#### Task objective
Show each line from the rows below that contains the string "negative". Case counts.

================

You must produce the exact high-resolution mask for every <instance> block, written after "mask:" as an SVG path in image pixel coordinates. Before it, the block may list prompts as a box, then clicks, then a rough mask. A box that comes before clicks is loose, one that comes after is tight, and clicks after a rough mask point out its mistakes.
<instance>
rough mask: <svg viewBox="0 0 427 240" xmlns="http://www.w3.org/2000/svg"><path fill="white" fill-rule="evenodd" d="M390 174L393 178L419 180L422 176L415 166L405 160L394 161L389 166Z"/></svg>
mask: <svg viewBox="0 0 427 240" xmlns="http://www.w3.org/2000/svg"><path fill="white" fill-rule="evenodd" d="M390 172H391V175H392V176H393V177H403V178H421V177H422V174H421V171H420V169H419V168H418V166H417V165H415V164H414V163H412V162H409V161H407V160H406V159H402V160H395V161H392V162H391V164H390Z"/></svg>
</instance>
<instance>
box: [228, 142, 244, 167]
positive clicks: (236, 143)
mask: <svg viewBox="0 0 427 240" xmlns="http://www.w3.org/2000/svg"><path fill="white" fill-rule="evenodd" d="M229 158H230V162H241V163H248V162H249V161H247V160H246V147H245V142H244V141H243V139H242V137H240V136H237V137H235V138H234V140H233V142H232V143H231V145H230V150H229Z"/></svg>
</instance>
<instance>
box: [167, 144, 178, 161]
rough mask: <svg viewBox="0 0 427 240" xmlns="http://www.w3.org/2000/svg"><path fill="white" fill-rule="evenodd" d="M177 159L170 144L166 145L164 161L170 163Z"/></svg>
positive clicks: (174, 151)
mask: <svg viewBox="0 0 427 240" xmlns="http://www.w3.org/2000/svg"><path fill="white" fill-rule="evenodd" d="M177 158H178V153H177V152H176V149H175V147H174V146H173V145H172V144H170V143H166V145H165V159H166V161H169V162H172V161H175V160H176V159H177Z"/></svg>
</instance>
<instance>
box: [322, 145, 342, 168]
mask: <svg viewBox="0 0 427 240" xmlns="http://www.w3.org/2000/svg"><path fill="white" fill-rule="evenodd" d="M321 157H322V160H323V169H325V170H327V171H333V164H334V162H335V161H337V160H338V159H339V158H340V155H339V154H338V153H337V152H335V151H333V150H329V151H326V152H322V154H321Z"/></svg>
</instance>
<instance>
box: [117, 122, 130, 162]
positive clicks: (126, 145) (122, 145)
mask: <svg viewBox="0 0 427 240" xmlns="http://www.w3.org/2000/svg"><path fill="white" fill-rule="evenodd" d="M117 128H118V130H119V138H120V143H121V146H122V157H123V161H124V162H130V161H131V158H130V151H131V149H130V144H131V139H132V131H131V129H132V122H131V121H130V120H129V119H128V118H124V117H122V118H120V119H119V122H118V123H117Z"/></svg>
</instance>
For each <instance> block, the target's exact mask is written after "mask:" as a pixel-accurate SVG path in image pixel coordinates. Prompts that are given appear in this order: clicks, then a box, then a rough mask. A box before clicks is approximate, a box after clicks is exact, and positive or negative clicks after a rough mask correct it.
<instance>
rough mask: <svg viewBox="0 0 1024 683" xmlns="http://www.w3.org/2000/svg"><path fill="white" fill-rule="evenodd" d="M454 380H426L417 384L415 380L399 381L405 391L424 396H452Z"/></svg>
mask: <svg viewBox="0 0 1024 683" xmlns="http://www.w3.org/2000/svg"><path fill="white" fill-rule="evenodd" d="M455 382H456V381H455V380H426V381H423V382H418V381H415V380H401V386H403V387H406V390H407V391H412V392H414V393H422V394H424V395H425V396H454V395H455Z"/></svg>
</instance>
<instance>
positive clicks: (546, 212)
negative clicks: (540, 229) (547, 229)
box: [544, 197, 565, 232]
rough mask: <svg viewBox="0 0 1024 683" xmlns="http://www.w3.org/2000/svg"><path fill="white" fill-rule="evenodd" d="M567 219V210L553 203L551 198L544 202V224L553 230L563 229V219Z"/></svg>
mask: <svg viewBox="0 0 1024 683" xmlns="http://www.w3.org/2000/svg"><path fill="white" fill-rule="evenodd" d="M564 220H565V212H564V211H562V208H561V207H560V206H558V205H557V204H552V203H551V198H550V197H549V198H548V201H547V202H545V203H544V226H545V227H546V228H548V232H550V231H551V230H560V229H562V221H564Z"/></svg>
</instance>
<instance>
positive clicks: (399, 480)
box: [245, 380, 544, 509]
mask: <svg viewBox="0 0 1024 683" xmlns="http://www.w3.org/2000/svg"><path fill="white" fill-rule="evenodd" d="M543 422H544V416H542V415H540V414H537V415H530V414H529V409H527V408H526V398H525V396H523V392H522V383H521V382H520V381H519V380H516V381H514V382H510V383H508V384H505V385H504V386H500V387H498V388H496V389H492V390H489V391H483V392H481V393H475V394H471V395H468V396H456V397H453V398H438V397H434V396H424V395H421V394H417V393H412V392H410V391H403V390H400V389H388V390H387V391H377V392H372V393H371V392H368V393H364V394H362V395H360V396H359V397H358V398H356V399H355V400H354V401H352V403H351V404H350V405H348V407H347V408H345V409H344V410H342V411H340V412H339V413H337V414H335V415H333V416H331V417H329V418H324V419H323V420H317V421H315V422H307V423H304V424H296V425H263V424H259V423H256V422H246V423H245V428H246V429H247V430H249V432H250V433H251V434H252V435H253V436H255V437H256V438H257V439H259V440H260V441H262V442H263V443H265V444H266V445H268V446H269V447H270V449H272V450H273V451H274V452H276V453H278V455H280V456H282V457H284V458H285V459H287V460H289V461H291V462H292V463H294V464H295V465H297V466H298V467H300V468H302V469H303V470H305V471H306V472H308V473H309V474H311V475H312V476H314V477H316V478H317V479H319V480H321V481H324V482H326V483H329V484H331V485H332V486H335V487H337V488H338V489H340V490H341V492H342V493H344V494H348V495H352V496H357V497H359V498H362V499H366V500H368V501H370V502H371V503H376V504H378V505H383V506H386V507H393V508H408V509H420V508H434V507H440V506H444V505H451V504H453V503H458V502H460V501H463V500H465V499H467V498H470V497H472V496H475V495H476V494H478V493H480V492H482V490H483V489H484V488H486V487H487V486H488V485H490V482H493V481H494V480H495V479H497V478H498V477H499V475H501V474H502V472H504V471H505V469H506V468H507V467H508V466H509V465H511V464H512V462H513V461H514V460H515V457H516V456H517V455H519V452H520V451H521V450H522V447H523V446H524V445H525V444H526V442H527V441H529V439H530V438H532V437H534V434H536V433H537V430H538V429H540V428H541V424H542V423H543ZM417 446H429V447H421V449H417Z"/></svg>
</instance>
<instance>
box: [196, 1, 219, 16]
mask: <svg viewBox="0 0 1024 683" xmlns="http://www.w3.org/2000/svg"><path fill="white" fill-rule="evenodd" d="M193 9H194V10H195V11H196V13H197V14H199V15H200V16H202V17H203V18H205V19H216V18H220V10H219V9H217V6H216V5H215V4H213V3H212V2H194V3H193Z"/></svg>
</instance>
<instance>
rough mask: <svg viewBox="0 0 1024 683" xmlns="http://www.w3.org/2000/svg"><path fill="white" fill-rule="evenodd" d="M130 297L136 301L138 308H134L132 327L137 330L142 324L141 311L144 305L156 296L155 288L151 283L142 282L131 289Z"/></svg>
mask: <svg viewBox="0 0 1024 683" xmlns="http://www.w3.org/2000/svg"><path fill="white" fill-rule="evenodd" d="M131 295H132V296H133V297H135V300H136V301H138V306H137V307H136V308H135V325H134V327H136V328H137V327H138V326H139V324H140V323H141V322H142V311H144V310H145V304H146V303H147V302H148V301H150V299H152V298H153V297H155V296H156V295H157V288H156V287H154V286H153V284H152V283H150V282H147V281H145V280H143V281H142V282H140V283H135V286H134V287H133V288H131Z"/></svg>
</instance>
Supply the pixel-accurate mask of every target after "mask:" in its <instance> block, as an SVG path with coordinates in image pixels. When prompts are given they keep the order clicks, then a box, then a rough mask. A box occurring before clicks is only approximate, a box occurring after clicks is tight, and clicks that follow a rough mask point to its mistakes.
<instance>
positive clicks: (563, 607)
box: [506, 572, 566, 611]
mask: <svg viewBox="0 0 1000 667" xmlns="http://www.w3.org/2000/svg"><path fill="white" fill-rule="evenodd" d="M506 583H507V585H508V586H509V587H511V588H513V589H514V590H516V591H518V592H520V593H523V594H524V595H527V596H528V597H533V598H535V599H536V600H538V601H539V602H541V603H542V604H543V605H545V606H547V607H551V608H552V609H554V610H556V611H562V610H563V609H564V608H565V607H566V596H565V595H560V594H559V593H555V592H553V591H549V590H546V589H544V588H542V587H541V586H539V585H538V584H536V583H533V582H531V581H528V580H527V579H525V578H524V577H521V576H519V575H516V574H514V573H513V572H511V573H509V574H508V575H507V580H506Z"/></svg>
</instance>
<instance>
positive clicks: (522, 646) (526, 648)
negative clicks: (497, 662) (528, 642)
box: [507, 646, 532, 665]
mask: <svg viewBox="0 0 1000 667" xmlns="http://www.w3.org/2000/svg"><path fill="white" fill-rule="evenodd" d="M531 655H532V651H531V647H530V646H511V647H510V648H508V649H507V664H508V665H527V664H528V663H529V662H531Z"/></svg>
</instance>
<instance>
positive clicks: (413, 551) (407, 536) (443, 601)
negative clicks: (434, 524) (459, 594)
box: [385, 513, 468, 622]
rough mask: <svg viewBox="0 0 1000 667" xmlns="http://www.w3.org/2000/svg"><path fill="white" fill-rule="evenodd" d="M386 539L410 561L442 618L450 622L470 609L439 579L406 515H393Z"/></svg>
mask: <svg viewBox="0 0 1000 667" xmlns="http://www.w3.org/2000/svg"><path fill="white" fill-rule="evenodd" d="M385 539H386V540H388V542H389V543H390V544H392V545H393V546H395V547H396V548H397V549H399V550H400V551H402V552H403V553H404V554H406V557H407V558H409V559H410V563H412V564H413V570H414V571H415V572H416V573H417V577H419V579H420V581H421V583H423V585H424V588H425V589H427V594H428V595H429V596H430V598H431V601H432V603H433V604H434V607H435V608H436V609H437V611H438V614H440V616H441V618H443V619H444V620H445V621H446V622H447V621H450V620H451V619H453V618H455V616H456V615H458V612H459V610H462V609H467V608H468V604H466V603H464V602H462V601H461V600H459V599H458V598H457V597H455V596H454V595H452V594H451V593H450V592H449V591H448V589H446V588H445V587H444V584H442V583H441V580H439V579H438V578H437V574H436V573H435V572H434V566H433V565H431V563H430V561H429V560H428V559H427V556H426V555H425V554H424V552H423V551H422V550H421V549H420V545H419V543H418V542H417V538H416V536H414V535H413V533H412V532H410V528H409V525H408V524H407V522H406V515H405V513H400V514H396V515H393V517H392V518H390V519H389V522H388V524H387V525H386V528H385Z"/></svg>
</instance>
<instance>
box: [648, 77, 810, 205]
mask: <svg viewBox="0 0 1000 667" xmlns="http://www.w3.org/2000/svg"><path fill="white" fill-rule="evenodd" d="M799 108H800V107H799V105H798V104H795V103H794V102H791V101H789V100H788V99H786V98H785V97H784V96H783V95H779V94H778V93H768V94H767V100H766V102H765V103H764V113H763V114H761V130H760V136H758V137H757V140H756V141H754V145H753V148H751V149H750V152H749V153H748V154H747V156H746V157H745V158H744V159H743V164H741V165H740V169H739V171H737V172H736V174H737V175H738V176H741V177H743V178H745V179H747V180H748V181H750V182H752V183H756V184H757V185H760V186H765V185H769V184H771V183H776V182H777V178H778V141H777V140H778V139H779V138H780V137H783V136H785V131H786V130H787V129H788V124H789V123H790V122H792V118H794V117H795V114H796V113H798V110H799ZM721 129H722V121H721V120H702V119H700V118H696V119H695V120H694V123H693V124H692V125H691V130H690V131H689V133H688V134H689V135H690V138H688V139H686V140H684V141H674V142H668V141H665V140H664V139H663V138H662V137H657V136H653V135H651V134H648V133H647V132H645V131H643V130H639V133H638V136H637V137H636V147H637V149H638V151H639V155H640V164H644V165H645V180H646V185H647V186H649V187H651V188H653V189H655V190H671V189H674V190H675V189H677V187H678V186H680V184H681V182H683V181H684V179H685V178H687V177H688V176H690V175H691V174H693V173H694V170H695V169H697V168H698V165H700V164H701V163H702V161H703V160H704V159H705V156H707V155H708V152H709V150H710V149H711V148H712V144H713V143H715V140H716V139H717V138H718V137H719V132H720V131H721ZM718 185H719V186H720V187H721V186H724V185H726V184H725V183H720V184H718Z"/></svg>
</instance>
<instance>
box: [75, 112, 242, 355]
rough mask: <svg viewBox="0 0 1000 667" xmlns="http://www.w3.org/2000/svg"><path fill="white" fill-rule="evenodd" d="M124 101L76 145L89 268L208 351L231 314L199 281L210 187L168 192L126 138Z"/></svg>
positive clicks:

================

#### Solution to this problem
For each <instance> block, the target's exact mask is written after "mask:" as a pixel-accurate SVG path in image pixel coordinates. Prompts that are given appear in this order: clicks, then a box, then a rough mask. A box before clicks is approximate, a box after clicks is exact, and positive or negative clicks after a rough mask correct it.
negative clicks: (540, 229) (547, 229)
negative clicks: (497, 662) (528, 642)
negative clicks: (434, 524) (459, 594)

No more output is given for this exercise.